[Begin DATASET ROWS]

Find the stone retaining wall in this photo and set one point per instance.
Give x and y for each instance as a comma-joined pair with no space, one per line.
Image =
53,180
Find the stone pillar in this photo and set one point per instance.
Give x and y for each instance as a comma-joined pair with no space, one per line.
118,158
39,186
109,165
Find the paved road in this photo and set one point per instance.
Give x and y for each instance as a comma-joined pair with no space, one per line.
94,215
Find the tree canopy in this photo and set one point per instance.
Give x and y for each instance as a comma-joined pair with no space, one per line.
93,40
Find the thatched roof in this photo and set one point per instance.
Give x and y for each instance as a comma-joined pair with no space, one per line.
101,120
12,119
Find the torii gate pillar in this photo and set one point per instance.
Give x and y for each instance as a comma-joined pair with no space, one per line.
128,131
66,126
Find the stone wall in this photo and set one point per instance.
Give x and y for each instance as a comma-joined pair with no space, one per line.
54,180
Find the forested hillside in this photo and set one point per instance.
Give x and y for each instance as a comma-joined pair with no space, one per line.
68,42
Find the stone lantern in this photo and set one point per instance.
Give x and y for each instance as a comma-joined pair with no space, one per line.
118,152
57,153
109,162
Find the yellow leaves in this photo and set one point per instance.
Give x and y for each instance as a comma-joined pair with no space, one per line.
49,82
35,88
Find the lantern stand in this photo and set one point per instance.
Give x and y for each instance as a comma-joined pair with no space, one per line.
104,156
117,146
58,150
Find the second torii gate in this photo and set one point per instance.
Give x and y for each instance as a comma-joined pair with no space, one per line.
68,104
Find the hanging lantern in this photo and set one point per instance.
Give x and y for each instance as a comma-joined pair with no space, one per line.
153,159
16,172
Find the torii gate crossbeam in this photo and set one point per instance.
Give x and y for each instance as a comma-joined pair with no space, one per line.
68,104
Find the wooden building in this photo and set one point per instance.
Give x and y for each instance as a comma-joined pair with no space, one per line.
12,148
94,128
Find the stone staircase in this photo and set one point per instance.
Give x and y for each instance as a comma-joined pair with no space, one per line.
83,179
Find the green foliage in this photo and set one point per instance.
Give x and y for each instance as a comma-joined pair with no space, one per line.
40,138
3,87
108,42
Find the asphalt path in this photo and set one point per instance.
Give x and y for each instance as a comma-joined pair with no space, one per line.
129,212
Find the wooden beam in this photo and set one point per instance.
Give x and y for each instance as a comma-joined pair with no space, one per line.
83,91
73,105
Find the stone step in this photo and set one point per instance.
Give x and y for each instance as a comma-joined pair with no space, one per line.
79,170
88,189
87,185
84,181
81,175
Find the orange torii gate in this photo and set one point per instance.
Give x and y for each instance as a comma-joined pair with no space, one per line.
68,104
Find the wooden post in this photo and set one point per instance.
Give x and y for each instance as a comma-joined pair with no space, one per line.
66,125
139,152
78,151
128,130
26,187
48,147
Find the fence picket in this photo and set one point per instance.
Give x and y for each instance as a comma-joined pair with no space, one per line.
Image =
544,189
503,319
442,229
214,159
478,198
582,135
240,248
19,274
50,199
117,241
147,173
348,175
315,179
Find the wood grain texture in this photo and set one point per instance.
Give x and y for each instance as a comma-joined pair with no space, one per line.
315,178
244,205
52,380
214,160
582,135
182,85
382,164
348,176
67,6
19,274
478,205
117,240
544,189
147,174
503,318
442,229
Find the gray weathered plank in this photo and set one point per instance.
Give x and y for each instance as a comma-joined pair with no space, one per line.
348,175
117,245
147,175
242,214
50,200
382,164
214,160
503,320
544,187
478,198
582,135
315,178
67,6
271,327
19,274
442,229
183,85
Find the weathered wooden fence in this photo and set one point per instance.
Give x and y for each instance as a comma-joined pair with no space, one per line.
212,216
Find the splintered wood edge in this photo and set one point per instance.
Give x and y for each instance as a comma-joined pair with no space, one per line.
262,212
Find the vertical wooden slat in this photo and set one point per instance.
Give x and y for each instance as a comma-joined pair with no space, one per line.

[End DATASET ROWS]

GIVEN TASK: Reproduce word for word the lines of the rows above, from the line containing "Find the splintered" through the final line of the rows, both ends included.

RESPONSE TO THIS TASK:
Find the splintered wood edge in this photo and set one point per instance.
Give x and y for each instance as a comma-joined pair with no space, one per line.
262,212
Find the vertical wooden slat in this photo and set one point per instance.
Give x and y for each instance as a comma-joined pair with no space, one per line.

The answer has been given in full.